The young somewhat resemble those of the Black Vulture, and take a
long time before they can fly. Both species drink water freely, and in
doing this immerse their bill to the base, and take a long draught at
a time. They both breed at the same period, or nearly so, and raise
only one brood in the season.
I have found birds of this species apparently very old, with the
upper parts of their mandibles, and the wrinkled skin around their
eyes, so diseased as to render them scarcely able to feed amongst
others, all of which seldom failed to take advantage of their
infirmities. I have represented the adult male in full plumage, along
with a young bird, procured in the autumn of its first year. The
average weight of a full grown bird is 6 1/2 lbs., about 1 lb. less
than that of the Carrion Crow.
CATHARTES AURA, Bonap. Syn., p. 22. CATHARTES AURA, TURKEY-VULTURE, Rich. & Swains., F. Bor. Amer., vol. ii. p. 4. TURKEY-VULTURE or TURKEY-BUZZARD, Nuttall, Man., vol. ii. p. 43. TURKEY-BUZZARD, Cathartes Aura, Aud., vol. ii. p. 296; vol. v. p. 339.
In the adult, the head and upper part of the neck are destitute of
feathers, having a red wrinkled skin, sparsely covered with short
black hair, and downy behind. Feathers of the neck full and rounded
concealing the naked crop. Wings ample, long; the first quill rather
short, the third and fourth longest. Tail longish, rounded, of twelve
broad straight feathers.
Bill at the tip yellowish-white; the cere and the naked part of the
head of a tint approaching to blood-red. Iris dark brown. Feet flesh-coloured,
tinged with yellow; claws black. The general colour of the plumage is
blackish-brown, deepest on the neck and under parts, the wing-coverts
broadly margined with brown; the back glossed with brown and greenish
tints; the tail purplish-black; the under parts of a sooty brown, on
the breast glossed with green.
Length 32 inches; extent of wings 6 feet 4 inches; bill 2 1/2 along
the ridge, 2 2/12 along the gap; tarsus 2 1/2, middle toe 3 1/2.
Young fully fledged.
The bill is, of course, shorter and more slender, its horny tip
pale blue, black on the back; the skin of the head is flesh-coloured,
the iris yellowish, the feet flesh-coloured. The plumage is nearly of
the same colour as in the adult.

Provided material:
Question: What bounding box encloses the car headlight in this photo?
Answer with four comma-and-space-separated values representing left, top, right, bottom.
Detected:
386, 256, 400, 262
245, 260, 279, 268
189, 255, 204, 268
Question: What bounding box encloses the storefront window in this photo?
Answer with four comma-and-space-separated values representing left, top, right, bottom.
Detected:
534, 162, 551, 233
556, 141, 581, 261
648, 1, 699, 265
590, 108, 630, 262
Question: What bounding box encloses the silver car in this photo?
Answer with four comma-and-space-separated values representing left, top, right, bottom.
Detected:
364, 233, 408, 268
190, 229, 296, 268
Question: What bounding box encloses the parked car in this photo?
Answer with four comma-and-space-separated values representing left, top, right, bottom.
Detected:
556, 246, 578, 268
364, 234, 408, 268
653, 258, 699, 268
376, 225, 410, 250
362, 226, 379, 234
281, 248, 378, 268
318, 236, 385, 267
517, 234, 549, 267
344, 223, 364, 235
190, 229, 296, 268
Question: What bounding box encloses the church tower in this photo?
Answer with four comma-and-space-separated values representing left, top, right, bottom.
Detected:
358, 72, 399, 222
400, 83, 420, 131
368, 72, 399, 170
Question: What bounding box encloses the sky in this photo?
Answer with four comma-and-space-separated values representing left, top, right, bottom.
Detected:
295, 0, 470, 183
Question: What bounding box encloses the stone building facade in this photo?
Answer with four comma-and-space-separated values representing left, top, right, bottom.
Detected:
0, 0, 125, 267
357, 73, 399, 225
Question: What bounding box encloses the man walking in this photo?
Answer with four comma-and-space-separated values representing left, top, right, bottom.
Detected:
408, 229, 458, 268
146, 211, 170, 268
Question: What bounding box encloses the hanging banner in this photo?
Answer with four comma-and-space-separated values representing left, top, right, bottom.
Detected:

Work instructions:
(1) From the turkey vulture description, list each unfeathered part of the adult whose color the paragraph beginning "Bill at the tip" gives, along with that color.
(2) Summarize the turkey vulture description in two sentences.
(3) Extend the turkey vulture description, picking up after its final sentence.

Answers for the tasks:
(1)
Bill tip: yellowish-white
Cere and naked part of the head: a tint approaching blood-red
Iris: dark brown
Feet: flesh-colored, tinged with yellow
Claws: black

(2) The birds drink freely and raise only one brood a season, their young take a long time to learn to fly, and a full-grown bird averages 6 1/2 lbs. The adult has a bare, wrinkled red head, blackish-brown plumage and a length of 32 inches, while the fully fledged young has a shorter, more slender bill, flesh-colored head skin and plumage close to the adult's.

(3)
The olfactory nerve has been ascertained in the mammalia to be the
instrument of smell; but in the class of birds, experiments and
observations are wanting to determine its precise function, although
analogy would lead us to suppose it to be the same in them. So
inaccurate have observers been in this matter, that some of them have
mistaken the large branch of the fifth pair, which traverses the nasal
cavity, for the olfactory nerve. The experiments instituted upon
Vultures shew that not only are they not led to their prey by the
sense of smell, but also that they are not made sensible by it of the
presence of food when in their immediate proximity. Yet, if the
olfactory nerve be really the nerve of smell, and if a large expansion
of the nasal membrane be indicative of an extension of the faculty,
one would necessarily infer that Vultures must possess it in a high
degree. On the other hand, however, the organ and the nerves being
found to be equally developed in birds, such as Geese and Gallinaceous
species, which have never been suspected of being guided by smell when
searching for food, it would seem to follow that the precise function
of this nerve, and the nasal cavities, has not yet been determined in
birds. That the nasal passages must be subservient to some other
purpose than that of respiration merely, is evident from their
complexity, but what that purpose is, remains to be determined by
accurate observations and experiments.